*SOURCE RECORDS:*
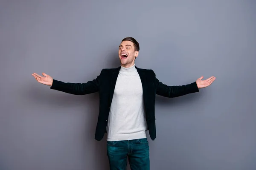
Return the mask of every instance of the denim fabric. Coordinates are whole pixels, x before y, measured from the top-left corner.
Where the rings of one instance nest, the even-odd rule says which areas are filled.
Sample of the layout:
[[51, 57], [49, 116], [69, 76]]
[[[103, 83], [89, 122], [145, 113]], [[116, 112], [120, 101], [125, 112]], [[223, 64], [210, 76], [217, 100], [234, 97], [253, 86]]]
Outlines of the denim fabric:
[[149, 170], [149, 147], [147, 138], [107, 141], [111, 170], [125, 170], [127, 158], [131, 170]]

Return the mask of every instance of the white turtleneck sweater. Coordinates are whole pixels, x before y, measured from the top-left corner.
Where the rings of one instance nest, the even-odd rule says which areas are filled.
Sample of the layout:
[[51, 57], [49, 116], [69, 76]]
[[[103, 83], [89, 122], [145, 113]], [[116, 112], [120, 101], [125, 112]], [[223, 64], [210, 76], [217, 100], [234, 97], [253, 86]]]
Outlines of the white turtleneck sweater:
[[107, 126], [107, 140], [146, 138], [142, 85], [135, 65], [121, 66], [117, 77]]

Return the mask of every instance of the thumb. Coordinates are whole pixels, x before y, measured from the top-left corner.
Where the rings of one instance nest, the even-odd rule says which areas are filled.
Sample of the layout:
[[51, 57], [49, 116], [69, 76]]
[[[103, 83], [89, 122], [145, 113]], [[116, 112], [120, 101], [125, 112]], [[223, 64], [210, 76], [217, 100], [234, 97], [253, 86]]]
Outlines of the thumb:
[[48, 76], [48, 75], [47, 75], [47, 74], [45, 74], [45, 73], [42, 73], [42, 74], [43, 74], [43, 76]]

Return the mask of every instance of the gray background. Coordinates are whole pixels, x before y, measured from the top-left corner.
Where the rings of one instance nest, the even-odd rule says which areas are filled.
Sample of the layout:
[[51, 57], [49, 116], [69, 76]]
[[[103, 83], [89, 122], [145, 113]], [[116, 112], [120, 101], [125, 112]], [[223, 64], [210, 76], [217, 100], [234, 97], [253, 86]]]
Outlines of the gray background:
[[136, 65], [163, 83], [217, 77], [197, 94], [157, 96], [151, 169], [256, 169], [256, 9], [254, 0], [1, 0], [0, 169], [109, 169], [106, 136], [94, 139], [98, 94], [51, 90], [31, 74], [92, 80], [119, 65], [128, 36], [140, 45]]

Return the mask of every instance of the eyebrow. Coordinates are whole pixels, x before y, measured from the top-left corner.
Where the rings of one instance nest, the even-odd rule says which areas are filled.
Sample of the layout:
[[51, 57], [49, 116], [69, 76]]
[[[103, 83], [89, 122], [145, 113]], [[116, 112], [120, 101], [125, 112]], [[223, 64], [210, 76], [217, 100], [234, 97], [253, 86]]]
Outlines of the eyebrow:
[[[128, 45], [128, 45], [125, 45], [125, 46], [131, 46], [131, 45]], [[122, 45], [119, 45], [119, 47], [122, 47]]]

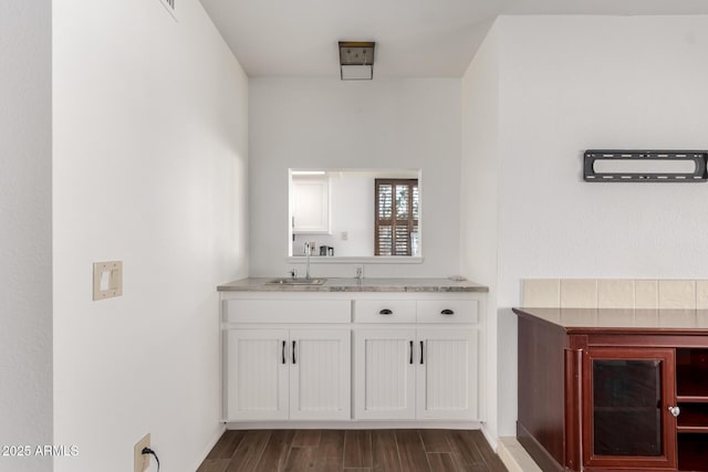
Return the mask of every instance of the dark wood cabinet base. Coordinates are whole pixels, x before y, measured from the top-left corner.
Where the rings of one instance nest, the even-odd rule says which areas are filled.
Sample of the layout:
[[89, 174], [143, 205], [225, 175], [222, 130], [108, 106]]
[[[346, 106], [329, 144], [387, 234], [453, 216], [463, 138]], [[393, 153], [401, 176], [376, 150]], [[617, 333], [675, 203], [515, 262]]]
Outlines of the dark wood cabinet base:
[[708, 472], [708, 311], [514, 313], [517, 438], [544, 472]]

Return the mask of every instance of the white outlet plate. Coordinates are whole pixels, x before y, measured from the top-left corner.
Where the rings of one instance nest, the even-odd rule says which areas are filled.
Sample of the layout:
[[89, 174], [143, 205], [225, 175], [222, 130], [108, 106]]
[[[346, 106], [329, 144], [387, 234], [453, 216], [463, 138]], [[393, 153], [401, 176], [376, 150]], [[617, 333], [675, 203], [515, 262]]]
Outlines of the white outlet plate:
[[144, 454], [143, 449], [150, 447], [150, 433], [135, 443], [134, 450], [134, 472], [144, 472], [150, 466], [150, 454]]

*WRITTEN INSTRUCTION:* Carry over the material from the line with "Return the mask of every instance of the eyebrow." through the line with "[[708, 472], [708, 311], [514, 313], [517, 438], [544, 472]]", adding 70 to every coordinate in the outlines. Leave out the pictures.

*SOLUTION FOR THIS TASK:*
Return the mask of every instance of the eyebrow. Coordinates are whole pixels, x before y, measured from the top-left corner.
Where the rings of one instance nest, the even-odd rule says which areas are filled.
Sample of the layout:
[[51, 57], [49, 116], [69, 76]]
[[[103, 83], [89, 122], [145, 113]], [[116, 112], [120, 101], [125, 112]], [[223, 64], [210, 76], [217, 100], [234, 97], [253, 86]]]
Outlines of the eyebrow:
[[[198, 115], [198, 115], [195, 115], [195, 116], [201, 116], [201, 115]], [[192, 115], [189, 115], [189, 117], [192, 117]]]

Return the mask of every instance of the dark wood cabinet base. Coordinates are whole pixels, x before y, measured from the top-left corner.
Where the rings of one instance nest, the even-odd rule says which areas are filled.
Sample of the layout:
[[89, 174], [143, 205], [225, 175], [222, 130], [108, 106]]
[[[346, 106], [329, 144], [387, 234], [453, 216], [463, 138]], [[393, 153], [401, 176], [376, 150]], [[617, 333], [675, 203], [515, 262]]]
Outlines of the dark wood cabinet base:
[[778, 542], [778, 381], [584, 383], [587, 508], [614, 542]]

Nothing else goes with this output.